Exercise instructions ->
Gather every line below where "white" appears.

Input data ->
-- Opening Marker --

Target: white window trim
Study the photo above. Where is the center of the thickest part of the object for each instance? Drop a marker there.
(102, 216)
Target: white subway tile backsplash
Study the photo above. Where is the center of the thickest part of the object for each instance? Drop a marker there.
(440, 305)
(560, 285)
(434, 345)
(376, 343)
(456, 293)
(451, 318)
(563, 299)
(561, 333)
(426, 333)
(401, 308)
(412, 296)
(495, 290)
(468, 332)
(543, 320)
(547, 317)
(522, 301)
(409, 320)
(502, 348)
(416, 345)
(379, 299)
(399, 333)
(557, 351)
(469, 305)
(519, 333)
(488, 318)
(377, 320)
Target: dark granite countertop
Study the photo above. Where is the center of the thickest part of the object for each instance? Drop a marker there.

-- Closing Marker --
-- Opening Marker --

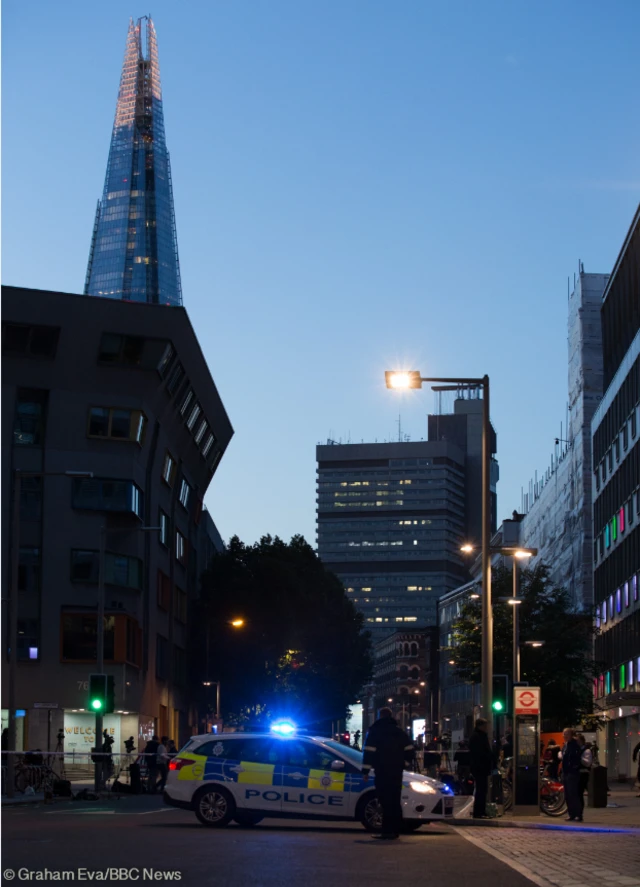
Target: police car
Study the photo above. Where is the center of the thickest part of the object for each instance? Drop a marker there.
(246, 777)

-- Closing Marker --

Written reply ->
Target: white window trim
Target: white subway tile backsplash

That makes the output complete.